Check every line of the data below for "pixel". Copy each one that has it.

Input material: Begin

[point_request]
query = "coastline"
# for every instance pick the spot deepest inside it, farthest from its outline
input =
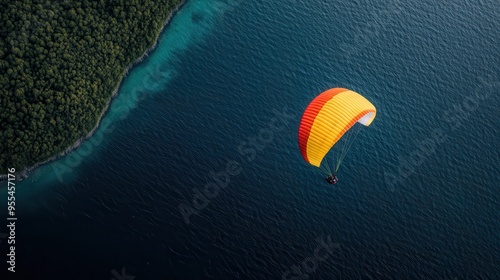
(20, 175)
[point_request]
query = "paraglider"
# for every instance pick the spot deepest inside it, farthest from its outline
(330, 120)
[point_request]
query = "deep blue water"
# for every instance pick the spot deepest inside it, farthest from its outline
(419, 192)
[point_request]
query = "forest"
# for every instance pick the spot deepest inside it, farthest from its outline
(59, 64)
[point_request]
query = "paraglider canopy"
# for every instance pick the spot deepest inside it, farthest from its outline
(327, 118)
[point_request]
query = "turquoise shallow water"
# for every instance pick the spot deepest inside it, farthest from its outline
(419, 190)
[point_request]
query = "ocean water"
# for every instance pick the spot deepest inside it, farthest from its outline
(419, 191)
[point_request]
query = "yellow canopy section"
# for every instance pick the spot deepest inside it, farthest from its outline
(328, 117)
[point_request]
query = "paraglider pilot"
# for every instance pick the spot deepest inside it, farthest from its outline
(332, 179)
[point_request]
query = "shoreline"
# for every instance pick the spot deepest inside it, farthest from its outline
(20, 175)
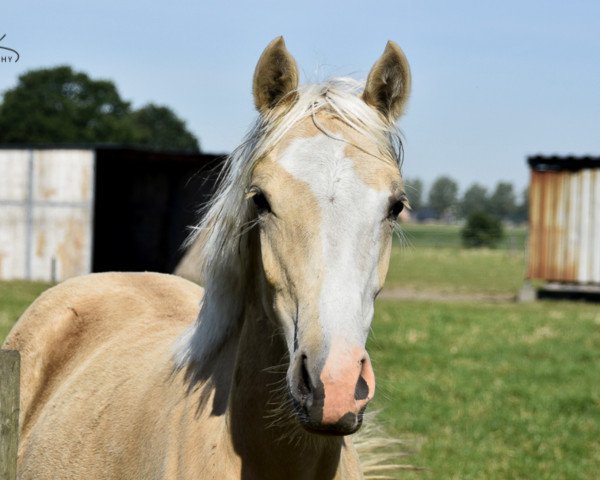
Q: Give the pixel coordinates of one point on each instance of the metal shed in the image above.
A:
(70, 211)
(564, 219)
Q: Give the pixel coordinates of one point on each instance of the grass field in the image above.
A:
(491, 391)
(477, 391)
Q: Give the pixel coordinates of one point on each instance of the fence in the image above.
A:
(9, 413)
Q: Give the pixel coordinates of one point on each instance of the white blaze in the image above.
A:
(351, 214)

Input material: End

• _Answer to this problem_
Q: Give the pixel coordinates of one point on each instance of the metal shed in the image above.
Q: Give the pixel coordinates of one point on each instance of the grass field in the image above.
Q: Give the pixel coordinates of one point on each instance of the fence in the image above.
Q: Give the pixel coordinates of one point on each instance of the white blaze in the image above.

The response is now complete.